**WORK ITEM**. Each of the entries below should be written out exactly as it reads.

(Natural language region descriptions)
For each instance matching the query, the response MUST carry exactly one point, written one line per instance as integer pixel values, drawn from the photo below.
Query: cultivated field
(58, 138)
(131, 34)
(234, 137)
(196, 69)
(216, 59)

**WRITTEN ANSWER**.
For each instance matching the query, the response MUST carry exactly one point, written one line per instance as integer pixel values, drawn from the photo below.
Query: cultivated field
(58, 138)
(131, 34)
(234, 137)
(196, 69)
(216, 59)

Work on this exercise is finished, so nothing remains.